§ About this task:
Keep each entry exactly as written when you repeat it, and skip the images.

╔══

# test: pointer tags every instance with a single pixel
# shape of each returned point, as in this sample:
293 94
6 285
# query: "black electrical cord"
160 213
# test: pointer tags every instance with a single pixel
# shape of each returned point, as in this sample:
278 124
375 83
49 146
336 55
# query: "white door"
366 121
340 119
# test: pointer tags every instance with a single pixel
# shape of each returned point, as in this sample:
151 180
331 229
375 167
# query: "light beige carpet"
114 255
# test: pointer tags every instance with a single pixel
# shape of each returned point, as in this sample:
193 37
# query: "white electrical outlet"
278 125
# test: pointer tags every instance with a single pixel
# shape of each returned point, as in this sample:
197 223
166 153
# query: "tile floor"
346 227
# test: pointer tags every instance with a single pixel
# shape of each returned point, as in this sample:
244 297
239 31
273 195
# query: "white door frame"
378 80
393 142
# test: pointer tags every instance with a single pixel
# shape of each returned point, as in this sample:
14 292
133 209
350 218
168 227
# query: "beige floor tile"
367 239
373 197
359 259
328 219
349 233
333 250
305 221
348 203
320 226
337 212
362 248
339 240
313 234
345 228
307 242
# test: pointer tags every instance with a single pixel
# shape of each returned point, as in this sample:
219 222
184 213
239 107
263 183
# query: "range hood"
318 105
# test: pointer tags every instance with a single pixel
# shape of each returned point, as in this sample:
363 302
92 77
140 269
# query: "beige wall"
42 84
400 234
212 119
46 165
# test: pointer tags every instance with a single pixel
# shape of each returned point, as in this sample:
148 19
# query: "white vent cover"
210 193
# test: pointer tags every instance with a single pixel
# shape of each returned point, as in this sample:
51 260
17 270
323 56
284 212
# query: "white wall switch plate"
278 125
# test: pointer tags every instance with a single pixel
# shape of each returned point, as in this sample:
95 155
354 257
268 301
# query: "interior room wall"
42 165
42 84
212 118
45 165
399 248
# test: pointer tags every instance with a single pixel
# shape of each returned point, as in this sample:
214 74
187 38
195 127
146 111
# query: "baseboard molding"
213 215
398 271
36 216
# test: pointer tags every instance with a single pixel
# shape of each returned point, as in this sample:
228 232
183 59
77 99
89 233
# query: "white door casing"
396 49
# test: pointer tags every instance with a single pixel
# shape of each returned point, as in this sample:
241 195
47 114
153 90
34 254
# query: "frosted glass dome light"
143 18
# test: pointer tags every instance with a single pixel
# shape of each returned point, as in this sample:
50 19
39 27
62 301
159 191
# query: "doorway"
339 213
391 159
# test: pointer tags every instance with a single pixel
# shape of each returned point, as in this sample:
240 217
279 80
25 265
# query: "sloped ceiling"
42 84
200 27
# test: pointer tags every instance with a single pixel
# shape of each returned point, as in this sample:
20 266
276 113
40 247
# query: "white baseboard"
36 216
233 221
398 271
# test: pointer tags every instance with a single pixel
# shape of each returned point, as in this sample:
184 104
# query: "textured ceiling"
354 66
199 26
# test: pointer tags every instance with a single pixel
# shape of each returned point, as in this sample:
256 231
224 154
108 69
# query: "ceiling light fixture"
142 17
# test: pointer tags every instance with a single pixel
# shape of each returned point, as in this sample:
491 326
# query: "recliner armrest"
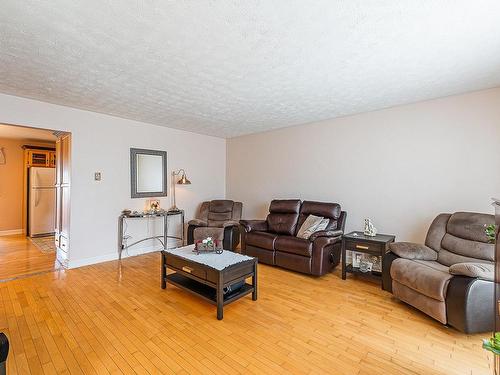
254 225
409 250
198 223
481 271
326 233
230 223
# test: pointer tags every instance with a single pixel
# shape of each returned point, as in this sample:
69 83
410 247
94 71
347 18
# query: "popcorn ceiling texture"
228 68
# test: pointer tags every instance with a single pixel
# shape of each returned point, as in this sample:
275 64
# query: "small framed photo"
154 205
356 259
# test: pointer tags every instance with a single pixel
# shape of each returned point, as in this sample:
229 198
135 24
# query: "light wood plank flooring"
106 319
20 257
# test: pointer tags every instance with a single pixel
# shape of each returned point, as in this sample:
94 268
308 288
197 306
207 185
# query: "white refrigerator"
41 201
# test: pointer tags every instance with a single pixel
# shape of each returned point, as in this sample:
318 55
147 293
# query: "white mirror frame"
133 173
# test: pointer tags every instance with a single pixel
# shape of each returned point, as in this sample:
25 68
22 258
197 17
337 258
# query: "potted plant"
493 344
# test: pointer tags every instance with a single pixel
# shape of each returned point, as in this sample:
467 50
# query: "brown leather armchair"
218 219
274 240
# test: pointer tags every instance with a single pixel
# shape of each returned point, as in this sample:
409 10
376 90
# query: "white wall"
102 143
400 166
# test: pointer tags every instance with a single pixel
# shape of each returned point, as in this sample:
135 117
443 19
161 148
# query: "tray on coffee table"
207 275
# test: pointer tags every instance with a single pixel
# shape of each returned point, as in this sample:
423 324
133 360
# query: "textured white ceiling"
227 68
21 132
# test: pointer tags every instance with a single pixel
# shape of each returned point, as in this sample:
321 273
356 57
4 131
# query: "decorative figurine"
370 230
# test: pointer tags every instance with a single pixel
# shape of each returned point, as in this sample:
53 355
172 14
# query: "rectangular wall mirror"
148 173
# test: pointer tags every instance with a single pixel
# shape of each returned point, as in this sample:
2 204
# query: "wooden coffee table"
207 275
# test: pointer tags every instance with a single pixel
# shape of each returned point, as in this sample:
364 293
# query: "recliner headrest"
284 206
327 210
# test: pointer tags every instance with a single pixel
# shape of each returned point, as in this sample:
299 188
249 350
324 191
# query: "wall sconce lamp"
182 181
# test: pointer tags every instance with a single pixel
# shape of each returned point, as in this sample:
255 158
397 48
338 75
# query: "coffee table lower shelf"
207 292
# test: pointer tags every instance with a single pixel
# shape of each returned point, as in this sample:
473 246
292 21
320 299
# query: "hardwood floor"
110 319
20 257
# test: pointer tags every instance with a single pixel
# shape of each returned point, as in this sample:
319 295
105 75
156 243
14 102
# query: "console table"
142 215
372 245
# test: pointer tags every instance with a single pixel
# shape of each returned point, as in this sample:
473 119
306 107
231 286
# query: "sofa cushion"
426 277
261 239
283 216
469 225
430 306
330 211
465 239
293 245
410 250
200 233
456 249
309 226
480 270
219 211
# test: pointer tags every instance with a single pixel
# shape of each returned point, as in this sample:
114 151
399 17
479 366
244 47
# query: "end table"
357 241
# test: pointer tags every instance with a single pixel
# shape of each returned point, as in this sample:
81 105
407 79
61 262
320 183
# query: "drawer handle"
362 247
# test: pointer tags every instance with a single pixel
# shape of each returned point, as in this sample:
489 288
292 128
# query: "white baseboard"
110 256
11 232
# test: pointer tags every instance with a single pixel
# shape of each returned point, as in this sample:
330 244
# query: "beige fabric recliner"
450 278
218 219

╚══

§ Completed exercise:
# test: pointer tags every instance with a single pixel
# shape of each returned point, as in this sample:
293 94
6 285
# query: "black electrical cord"
160 213
# test: pointer tags every instance with a single pixel
# shape of each returned point, as in this sample:
278 124
375 83
49 146
336 55
# query: "white door"
366 121
340 119
# test: pointer tags every instance with a single pixel
# shape of each returned point, as in this sample:
151 180
331 229
375 167
# query: "light beige carpet"
114 255
# test: pointer tags every instance with a single pixel
# shape of each returned point, as in this sample:
193 37
# query: "white electrical outlet"
278 125
# test: pointer tags every instance with a single pixel
# shape of each returned point, as in this sample:
197 223
166 153
# query: "tile floor"
346 227
# test: pointer tags every instance with a single pixel
# shape of each returned point, as in this sample:
244 297
239 31
273 195
# query: "white door frame"
378 80
393 142
# test: pointer tags every instance with a single pixel
# shape of each returned point, as in this sample:
14 292
133 209
350 218
168 227
# query: "beige floor tile"
367 239
373 197
359 259
328 219
349 233
333 250
305 221
348 203
320 226
337 212
362 248
339 240
313 234
345 228
307 242
# test: pointer tags every instance with a single pixel
# shape of each returned point, as in this sample:
219 222
184 213
239 107
263 183
# query: "range hood"
318 105
# test: pointer tags every instance with a single pixel
# shape of each returned point, as in this sample:
363 302
92 77
140 269
# query: "beige wall"
42 84
400 234
212 119
46 165
# test: pointer tags every instance with a single pixel
# shape of each returned point, as in this sample:
148 19
# query: "white vent cover"
210 193
# test: pointer tags every instance with a single pixel
# shape of each returned point, as in this sample:
51 260
17 270
323 56
284 212
# query: "white wall switch plate"
278 125
# test: pointer tags every instance with a single pixel
# shape of each returned point, as in this sample:
95 155
354 257
268 301
# query: "interior room wall"
42 165
42 84
212 118
45 165
399 248
# test: pointer tags every instance with a single pixel
# shape of each returned point, as in this sample:
214 74
187 38
195 127
146 111
# query: "baseboard molding"
213 215
398 271
36 216
# test: pointer tags every instance with a single pixel
# shape of each returned point, as in this sample:
228 232
183 59
77 99
89 233
# query: "white door casing"
396 49
# test: pointer tags every instance with a single pixel
# shape of each returned point, as in this sample:
241 195
47 114
153 90
34 254
# query: "frosted glass dome light"
143 18
# test: pointer tags every instance with a single pixel
# shape of each returned point, as in this sample:
50 19
39 27
62 301
159 191
# query: "doorway"
339 213
391 159
# test: pointer tags every instance with a single pixel
# shape of each returned point, as in this sample:
240 217
279 80
25 265
# query: "sloped ceiling"
42 84
200 27
# test: pointer tags every instance with a single pixel
# shape of each returned point, as in this sample:
20 266
276 113
40 247
# query: "white baseboard"
36 216
233 221
398 271
# test: pointer tags every instance with a single pixel
# shape of each returned point, as in this sample:
184 104
# query: "textured ceiling"
354 66
199 26
# test: pointer tags every instance with a single pixel
# shape of each returned point, as in this sample:
256 231
224 154
108 69
# query: "ceiling light fixture"
142 17
# test: pointer tags every instance with a single pixel
# shape of each returned point, as in this sample:
491 326
# query: "recliner armrest"
254 225
409 250
198 223
481 271
326 233
230 223
# test: pointer tags every instance with a single pixel
# shape of each returned point, as in this sample:
69 83
410 247
94 71
347 18
# query: "popcorn ceiling texture"
228 68
# test: pointer tags every instance with a single pixel
# shape of each returned point, as in this sample:
275 64
# query: "small framed photo"
154 205
356 259
# test: pointer tags every instance with a single pixel
# shape of each returned point, as in this sample:
229 198
135 24
# query: "light wood plank flooring"
106 319
20 257
# test: pointer tags every instance with a single pixel
# shape of each returned point, as in this sample:
94 268
308 288
197 306
207 185
# query: "white refrigerator"
41 201
# test: pointer tags every instance with a single pixel
# shape of each returned point, as in this sample:
318 55
147 293
# query: "white mirror frame"
133 173
# test: pointer tags every instance with a single pixel
# shape of each returned point, as in this sample:
25 68
22 258
197 17
337 258
# query: "potted plant"
493 344
# test: pointer tags every instance with a single pixel
# shape of each returned point, as in this sample:
467 50
# query: "brown leather armchair"
218 219
274 240
# test: pointer tags every instance with a single pixel
# shape of each returned point, as in this sample:
409 10
376 90
# query: "white wall"
102 143
400 166
# test: pointer tags every instance with a single pixel
# shape of each returned point, as in this sample:
135 117
443 19
161 148
# query: "tray on coffee table"
207 275
# test: pointer tags every instance with a single pixel
# shape of each returned point, as in this sample:
423 324
133 360
# query: "textured white ceiling"
227 68
21 132
# test: pointer tags every instance with a single pixel
# shape of each returned point, as in this sample:
321 273
356 57
4 131
# query: "decorative figurine"
370 230
# test: pointer tags every instance with a single pixel
# shape of each returned point, as in this sample:
53 355
172 14
# query: "rectangular wall mirror"
148 173
# test: pointer tags every instance with a single pixel
# shape of each returned point, as in this sample:
2 204
# query: "wooden coffee table"
207 275
# test: pointer tags every instance with a single pixel
# shape of each returned point, as in this sample:
364 293
# query: "recliner headrest"
284 206
327 210
# test: pointer tags every instance with a single pixel
# shape of each returned point, as in this sample:
299 188
249 350
324 191
# query: "wall sconce lamp"
182 181
# test: pointer tags every instance with a single pixel
# shape of each returned point, as in this sample:
255 158
397 48
338 75
# query: "coffee table lower shelf"
207 292
# test: pointer tags every instance with a single pixel
# shape of each returned point, as in this sample:
473 246
292 21
320 299
# query: "hardwood floor"
110 319
20 257
# test: pointer tags every instance with a single pixel
# shape of each returned point, as in this sample:
319 295
105 75
156 243
14 102
# query: "console table"
142 215
372 245
# test: pointer tags every instance with a single pixel
# shape of each returned point, as in this sample:
473 119
306 107
231 286
# query: "sofa cushion"
426 277
261 239
283 216
469 225
430 306
330 211
465 239
293 245
410 250
200 233
456 249
309 226
480 270
219 211
# test: pointer tags every instance with a single pixel
# shape of each returned point, as in this sample:
114 151
399 17
479 366
244 47
# query: "end table"
357 241
# test: pointer tags every instance with a single pixel
# shape of each returned point, as in this sample:
81 105
407 79
61 262
320 183
# query: "drawer handle"
362 247
# test: pointer tags every instance with a single pixel
# shape of each returned point, as in this sample:
489 288
292 128
# query: "white baseboard"
110 256
11 232
# test: pointer tags every instance with a single pixel
# shape of each returned point, as in this sample:
330 244
# query: "beige fabric recliner"
450 278
218 219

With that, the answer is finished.